*TASK DESCRIPTION*. Print verbatim every line starting at the one that contains "In the photo above, where can the man with" and ending at the final line of the records; include both endpoints.

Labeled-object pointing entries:
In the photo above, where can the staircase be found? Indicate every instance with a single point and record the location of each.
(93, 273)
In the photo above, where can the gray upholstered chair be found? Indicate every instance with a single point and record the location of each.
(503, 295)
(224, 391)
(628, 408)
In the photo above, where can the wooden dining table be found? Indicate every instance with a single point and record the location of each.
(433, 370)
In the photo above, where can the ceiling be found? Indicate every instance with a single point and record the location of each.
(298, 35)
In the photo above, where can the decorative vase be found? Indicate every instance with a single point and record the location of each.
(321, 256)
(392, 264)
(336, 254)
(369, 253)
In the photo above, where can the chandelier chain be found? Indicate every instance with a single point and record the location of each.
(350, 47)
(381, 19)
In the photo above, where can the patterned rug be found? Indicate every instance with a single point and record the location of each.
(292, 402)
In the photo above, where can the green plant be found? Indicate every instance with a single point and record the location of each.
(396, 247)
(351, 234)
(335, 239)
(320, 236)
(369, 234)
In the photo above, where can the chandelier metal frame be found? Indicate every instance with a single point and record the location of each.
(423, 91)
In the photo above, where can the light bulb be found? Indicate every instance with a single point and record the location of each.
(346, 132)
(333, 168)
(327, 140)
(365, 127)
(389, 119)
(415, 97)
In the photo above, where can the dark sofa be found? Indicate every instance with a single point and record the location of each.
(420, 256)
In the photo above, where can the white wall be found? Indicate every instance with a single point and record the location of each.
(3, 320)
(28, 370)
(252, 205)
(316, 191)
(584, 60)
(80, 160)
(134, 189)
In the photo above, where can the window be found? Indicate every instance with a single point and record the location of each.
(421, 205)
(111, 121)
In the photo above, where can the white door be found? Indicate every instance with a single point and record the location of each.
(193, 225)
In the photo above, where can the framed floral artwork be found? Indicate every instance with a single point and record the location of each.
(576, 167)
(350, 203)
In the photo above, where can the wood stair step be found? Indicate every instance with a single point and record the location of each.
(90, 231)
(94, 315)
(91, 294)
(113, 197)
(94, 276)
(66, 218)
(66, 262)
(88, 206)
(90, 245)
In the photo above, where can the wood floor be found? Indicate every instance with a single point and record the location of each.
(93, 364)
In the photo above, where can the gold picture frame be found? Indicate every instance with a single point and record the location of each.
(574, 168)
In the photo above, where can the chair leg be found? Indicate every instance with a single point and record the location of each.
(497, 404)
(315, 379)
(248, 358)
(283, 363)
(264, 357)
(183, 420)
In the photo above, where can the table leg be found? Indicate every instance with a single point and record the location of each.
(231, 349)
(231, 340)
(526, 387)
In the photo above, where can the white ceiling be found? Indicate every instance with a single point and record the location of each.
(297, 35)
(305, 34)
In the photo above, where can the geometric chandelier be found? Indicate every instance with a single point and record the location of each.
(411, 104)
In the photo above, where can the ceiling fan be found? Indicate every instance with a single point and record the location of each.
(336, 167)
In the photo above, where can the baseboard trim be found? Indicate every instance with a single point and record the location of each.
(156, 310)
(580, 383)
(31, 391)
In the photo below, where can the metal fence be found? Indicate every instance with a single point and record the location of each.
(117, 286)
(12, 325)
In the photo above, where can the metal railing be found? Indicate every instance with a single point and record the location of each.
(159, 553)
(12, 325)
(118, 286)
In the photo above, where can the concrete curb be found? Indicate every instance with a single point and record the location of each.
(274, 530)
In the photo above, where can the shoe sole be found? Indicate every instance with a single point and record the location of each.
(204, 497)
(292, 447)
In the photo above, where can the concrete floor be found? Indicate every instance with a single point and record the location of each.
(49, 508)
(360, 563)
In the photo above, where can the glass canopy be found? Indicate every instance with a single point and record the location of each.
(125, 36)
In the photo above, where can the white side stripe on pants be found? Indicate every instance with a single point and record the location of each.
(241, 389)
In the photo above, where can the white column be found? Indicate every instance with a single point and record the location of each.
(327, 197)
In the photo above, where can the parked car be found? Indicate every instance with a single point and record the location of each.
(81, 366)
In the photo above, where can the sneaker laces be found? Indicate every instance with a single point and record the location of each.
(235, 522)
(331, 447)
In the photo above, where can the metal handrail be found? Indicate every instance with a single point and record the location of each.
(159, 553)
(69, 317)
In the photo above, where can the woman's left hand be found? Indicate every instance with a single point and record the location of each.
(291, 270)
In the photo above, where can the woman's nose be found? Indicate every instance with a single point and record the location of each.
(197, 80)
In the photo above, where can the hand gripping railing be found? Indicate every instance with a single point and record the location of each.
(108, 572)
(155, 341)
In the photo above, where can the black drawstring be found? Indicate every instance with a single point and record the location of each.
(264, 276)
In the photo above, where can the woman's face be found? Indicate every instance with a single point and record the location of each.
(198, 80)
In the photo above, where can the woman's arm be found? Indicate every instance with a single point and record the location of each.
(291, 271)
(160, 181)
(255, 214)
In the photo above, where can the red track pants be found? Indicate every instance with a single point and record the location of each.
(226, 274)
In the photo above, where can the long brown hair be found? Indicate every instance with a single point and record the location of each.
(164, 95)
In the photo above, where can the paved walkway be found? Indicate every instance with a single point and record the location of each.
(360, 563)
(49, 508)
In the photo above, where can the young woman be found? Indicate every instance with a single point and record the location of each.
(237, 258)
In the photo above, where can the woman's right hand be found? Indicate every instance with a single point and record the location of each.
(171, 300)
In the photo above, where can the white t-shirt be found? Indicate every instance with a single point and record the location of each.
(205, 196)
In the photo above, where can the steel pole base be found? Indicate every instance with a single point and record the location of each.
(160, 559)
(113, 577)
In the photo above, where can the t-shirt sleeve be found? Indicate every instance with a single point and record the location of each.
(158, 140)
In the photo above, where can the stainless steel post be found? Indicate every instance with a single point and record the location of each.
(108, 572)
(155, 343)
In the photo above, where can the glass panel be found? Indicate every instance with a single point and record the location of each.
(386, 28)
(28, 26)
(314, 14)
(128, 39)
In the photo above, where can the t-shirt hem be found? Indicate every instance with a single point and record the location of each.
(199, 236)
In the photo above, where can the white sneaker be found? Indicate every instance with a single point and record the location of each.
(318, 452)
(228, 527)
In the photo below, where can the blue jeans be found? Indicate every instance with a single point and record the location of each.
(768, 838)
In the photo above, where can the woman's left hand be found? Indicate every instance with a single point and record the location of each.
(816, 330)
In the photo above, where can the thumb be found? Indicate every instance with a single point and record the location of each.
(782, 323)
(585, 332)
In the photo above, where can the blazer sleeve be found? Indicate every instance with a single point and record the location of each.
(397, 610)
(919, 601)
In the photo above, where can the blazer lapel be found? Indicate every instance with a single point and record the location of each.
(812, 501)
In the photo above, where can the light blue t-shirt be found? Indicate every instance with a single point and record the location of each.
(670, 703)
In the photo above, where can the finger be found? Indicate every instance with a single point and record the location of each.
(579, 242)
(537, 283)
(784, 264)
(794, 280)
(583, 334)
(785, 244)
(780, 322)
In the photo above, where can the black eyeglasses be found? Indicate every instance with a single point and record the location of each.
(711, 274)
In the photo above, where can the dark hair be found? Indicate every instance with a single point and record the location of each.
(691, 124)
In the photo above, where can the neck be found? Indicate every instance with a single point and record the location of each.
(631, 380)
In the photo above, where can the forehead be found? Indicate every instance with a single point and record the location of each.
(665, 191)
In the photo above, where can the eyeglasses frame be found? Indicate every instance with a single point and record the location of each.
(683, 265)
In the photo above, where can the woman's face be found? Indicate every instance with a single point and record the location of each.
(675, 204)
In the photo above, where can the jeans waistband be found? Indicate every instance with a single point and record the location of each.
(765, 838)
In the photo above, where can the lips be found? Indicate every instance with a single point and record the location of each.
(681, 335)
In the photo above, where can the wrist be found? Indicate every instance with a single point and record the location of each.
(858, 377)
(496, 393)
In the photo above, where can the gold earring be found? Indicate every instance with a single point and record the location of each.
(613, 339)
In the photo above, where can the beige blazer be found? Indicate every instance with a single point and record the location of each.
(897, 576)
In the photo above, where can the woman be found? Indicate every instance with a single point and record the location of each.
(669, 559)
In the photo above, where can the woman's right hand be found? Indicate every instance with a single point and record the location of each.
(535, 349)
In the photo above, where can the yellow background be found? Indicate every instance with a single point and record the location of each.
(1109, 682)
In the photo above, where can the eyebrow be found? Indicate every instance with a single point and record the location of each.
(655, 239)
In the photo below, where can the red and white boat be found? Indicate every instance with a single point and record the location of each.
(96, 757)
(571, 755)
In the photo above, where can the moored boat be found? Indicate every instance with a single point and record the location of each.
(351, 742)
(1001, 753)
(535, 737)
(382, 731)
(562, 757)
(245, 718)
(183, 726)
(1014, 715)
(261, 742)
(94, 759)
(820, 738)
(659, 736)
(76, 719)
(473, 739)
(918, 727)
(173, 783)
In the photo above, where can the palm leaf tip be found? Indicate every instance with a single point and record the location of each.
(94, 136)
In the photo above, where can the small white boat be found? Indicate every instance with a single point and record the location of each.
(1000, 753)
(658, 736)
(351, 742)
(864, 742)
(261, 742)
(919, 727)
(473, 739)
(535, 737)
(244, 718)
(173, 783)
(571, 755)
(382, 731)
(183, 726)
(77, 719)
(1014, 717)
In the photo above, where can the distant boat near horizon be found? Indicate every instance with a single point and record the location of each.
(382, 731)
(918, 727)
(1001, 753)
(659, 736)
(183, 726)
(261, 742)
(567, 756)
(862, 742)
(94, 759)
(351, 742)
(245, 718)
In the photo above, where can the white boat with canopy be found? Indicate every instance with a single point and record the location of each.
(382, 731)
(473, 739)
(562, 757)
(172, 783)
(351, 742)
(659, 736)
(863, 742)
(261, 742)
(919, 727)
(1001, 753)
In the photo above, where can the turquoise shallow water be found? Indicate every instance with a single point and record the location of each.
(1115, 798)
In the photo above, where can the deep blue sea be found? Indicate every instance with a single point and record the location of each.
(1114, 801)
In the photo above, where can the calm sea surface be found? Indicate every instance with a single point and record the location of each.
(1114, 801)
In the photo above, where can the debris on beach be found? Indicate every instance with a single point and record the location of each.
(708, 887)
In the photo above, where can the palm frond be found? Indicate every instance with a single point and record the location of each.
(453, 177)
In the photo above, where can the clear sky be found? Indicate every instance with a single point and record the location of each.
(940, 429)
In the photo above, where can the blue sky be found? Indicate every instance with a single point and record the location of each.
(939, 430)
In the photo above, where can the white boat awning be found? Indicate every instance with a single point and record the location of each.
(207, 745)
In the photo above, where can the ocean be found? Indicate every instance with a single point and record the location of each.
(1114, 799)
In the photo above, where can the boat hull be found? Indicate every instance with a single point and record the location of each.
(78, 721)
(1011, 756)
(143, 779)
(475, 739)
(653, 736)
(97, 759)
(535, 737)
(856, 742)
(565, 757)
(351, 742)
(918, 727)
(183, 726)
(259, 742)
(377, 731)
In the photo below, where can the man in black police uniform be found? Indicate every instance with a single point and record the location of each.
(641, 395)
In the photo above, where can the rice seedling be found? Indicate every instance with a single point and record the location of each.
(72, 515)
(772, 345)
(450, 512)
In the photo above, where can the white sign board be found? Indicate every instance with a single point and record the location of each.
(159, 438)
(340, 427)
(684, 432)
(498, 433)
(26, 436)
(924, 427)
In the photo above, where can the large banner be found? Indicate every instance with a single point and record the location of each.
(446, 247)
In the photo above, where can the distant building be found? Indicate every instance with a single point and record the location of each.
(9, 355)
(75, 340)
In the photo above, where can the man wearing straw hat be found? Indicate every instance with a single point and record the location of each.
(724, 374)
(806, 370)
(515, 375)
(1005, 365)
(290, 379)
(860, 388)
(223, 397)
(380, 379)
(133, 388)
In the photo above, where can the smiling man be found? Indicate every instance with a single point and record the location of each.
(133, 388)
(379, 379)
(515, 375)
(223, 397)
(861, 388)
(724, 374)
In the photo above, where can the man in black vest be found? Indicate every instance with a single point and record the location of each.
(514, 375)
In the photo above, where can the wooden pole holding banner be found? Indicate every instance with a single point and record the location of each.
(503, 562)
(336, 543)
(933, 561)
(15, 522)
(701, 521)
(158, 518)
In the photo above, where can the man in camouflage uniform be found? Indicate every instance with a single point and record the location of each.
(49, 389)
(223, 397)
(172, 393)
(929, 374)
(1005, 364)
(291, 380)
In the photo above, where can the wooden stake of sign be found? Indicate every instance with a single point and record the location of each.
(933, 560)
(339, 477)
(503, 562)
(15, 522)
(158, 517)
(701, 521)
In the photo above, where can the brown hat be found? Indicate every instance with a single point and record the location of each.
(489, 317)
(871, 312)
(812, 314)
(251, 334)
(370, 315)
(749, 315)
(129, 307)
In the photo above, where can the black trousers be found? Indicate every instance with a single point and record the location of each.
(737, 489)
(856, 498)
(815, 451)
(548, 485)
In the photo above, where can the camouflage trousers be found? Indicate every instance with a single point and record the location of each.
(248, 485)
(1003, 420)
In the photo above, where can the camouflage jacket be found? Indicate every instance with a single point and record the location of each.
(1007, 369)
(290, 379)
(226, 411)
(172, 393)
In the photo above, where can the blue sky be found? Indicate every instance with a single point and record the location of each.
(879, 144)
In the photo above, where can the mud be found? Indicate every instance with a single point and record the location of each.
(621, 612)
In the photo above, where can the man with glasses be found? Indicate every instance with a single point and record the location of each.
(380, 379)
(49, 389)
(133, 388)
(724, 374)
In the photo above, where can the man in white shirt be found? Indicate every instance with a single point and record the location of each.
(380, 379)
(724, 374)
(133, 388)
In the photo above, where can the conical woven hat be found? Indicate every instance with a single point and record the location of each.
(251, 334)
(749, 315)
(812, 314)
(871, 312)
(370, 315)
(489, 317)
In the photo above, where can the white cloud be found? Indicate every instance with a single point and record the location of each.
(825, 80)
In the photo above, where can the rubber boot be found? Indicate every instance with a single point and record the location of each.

*TASK SOLUTION*.
In the photo above, where can the man with glasses be found? Indicate every instance with a single point and record the location of each.
(380, 379)
(49, 389)
(133, 388)
(724, 374)
In the photo above, where can the man in white shirt be found? Indicate every instance with a single point and record the location of each.
(380, 379)
(724, 374)
(133, 388)
In the photo above, where can the conical woven hat be found? Indicate every instance with a single point and record the location of each.
(251, 334)
(749, 315)
(812, 314)
(871, 312)
(370, 315)
(489, 317)
In the photo above, where can the white cloud be found? Indicate every instance with a single point and record the location of each.
(825, 80)
In the photo above, where can the rubber boot be found? Indicate every instance with a single point and record the location of each.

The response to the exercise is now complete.